Natural-language object grounding data
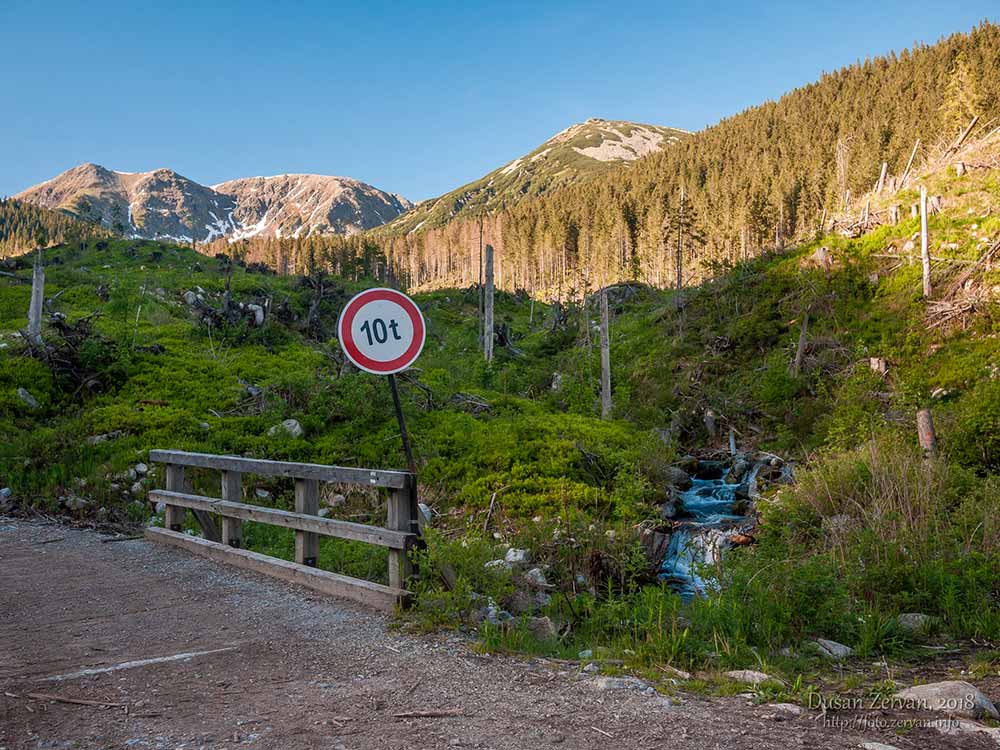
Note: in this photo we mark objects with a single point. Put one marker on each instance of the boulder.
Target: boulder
(915, 623)
(518, 556)
(290, 427)
(30, 401)
(748, 676)
(832, 649)
(541, 628)
(951, 696)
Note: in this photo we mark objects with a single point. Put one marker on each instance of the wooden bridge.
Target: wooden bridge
(399, 534)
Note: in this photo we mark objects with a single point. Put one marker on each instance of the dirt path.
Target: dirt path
(201, 656)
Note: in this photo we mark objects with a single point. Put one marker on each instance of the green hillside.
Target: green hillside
(515, 454)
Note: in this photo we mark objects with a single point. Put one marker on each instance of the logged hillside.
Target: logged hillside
(24, 227)
(755, 180)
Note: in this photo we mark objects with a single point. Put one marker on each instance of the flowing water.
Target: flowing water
(706, 511)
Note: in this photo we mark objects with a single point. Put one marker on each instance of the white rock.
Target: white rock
(535, 577)
(748, 676)
(952, 696)
(517, 556)
(620, 683)
(832, 649)
(289, 427)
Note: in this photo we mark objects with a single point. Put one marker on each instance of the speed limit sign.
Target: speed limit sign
(381, 331)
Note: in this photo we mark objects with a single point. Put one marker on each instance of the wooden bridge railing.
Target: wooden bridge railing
(399, 535)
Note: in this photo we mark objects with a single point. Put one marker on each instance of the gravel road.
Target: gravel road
(186, 653)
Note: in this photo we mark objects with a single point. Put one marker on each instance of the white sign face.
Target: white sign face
(381, 331)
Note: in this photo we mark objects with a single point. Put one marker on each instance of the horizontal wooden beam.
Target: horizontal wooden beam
(299, 521)
(263, 467)
(365, 592)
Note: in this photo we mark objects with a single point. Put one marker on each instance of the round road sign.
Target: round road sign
(381, 331)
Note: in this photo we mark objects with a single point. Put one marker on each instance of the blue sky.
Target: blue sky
(412, 98)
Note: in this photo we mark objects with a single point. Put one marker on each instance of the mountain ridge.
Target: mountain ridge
(163, 204)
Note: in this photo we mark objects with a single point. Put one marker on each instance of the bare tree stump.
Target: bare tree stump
(925, 432)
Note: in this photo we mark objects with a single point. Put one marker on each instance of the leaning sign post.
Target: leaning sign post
(382, 331)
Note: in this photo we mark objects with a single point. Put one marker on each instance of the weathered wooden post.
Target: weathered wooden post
(488, 311)
(925, 253)
(232, 490)
(402, 516)
(925, 433)
(37, 299)
(306, 501)
(174, 516)
(605, 358)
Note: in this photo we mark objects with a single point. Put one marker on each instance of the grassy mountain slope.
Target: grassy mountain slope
(871, 528)
(580, 151)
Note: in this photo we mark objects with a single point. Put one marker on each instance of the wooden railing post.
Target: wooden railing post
(306, 501)
(232, 490)
(402, 516)
(174, 517)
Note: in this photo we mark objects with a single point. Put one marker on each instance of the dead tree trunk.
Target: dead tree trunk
(925, 432)
(605, 358)
(881, 178)
(800, 350)
(488, 307)
(906, 172)
(37, 299)
(925, 254)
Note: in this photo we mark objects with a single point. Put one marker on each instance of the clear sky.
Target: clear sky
(411, 97)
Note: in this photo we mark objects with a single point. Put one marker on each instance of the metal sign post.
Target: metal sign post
(382, 331)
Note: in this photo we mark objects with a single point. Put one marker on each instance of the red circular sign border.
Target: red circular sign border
(351, 349)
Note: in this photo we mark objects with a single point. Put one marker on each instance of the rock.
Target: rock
(737, 472)
(680, 674)
(541, 628)
(788, 708)
(748, 676)
(679, 478)
(258, 314)
(620, 683)
(915, 623)
(832, 649)
(951, 696)
(518, 556)
(536, 578)
(30, 401)
(290, 427)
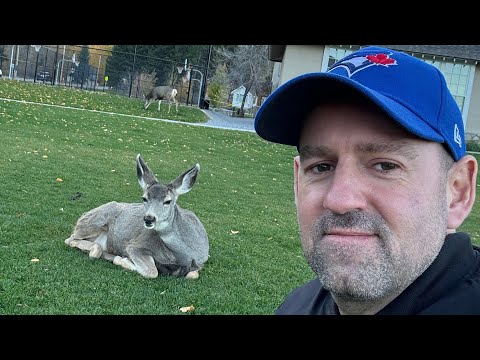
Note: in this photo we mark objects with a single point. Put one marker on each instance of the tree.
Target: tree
(81, 73)
(159, 61)
(219, 86)
(248, 66)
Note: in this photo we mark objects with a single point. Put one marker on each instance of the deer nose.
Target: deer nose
(149, 220)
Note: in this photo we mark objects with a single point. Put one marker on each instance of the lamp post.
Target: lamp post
(37, 49)
(201, 83)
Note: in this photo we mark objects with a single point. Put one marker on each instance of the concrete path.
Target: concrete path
(220, 120)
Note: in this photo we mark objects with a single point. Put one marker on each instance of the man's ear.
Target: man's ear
(461, 189)
(296, 165)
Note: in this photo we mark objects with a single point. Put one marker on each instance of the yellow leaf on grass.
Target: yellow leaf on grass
(187, 308)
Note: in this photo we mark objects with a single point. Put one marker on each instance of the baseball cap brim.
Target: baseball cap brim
(281, 116)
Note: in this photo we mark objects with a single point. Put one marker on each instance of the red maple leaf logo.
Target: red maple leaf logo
(380, 59)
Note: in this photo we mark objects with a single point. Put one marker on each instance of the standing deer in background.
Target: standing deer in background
(151, 238)
(162, 93)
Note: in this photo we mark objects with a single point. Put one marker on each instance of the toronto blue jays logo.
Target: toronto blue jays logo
(354, 63)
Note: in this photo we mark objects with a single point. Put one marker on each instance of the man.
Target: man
(382, 181)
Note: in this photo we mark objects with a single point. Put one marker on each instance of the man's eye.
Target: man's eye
(322, 168)
(385, 166)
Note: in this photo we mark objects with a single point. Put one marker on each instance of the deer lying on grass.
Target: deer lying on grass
(162, 93)
(151, 238)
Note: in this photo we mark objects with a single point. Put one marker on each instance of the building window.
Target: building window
(457, 76)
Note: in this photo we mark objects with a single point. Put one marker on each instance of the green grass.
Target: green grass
(243, 195)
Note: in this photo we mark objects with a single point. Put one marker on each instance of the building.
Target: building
(458, 63)
(237, 97)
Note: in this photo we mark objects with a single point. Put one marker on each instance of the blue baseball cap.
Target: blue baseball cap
(409, 90)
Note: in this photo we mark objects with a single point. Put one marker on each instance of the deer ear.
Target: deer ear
(183, 183)
(144, 174)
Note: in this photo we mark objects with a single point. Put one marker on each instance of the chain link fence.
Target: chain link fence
(59, 65)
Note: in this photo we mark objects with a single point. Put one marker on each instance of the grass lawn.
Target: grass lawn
(60, 162)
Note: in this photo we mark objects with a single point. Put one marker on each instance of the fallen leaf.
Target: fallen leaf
(187, 308)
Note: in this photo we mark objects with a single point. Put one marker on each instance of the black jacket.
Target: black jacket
(450, 285)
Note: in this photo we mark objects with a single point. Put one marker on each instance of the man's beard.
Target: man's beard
(380, 267)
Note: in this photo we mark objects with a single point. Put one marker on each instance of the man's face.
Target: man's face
(371, 202)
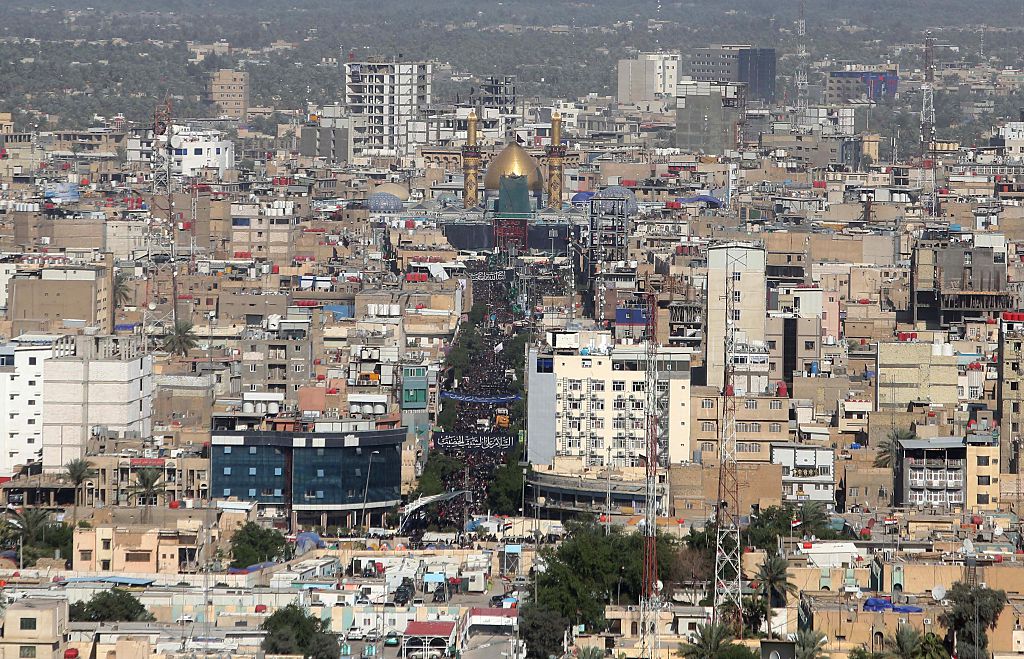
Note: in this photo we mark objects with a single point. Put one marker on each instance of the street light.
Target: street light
(366, 490)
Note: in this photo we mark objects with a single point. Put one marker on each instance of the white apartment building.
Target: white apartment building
(650, 76)
(593, 405)
(198, 149)
(22, 399)
(390, 95)
(743, 264)
(808, 472)
(94, 383)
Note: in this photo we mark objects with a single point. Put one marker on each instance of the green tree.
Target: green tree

*TASK TO COMPLETE*
In the data, the line that contains "Target: building window" begins the part to write out; restate it and each line after it word for word through the end, with no pictures.

*FINISHED EXERCISE*
Target: building window
(457, 76)
Note: in this photo we mark objects with a single point. Put one marker on each instance of the green grass.
Target: green grass
(243, 195)
Note: in this photo we mark objects with a single point. Put one marker on each instance of the building.
Target: building
(458, 63)
(237, 97)
Note: in this photo we mark objects with a single point. Put one marker on each instance of the blue baseball cap.
Target: blue baseball cap
(409, 90)
Note: in this photo we mark objects with a single point. Put one marker on each instance of the deer ear.
Target: deer ear
(183, 183)
(144, 174)
Note: in this photo we mark objects with a single point. Put one marker on each instance of the chain link fence.
Target: chain link fence
(59, 65)
Note: in this photo we mark objects with a single point. Put one marker on each instance of the grass lawn.
Target: grass lawn
(60, 162)
Note: in this photo we mark objects with a single point. Put one marker on each instance of the fallen leaf.
Target: fallen leaf
(187, 308)
Note: in this photo we mark objects with a single point. Put one marker on each instance of the black jacket.
Target: black jacket
(450, 285)
Note: in this photo we mark objects with a single point. Put one marker on each instance of the man's beard.
Target: man's beard
(380, 267)
Note: in this photo we mark objects with a single point. Put one marker on each instance of the man's face.
Target: man's face
(371, 202)
Note: in this photo we mark objects with a single point. Put one marker on each instance of the street light.
Target: street light
(366, 490)
Note: in this photo we mark objects with a single point. Put one marker on each instance of the white apartment building.
Target: white apartment building
(650, 76)
(593, 405)
(198, 149)
(22, 399)
(390, 95)
(743, 264)
(808, 472)
(94, 383)
Note: in this photo we mark objects with a single point. Put one marker on each instance of the green tree.
Target: green tree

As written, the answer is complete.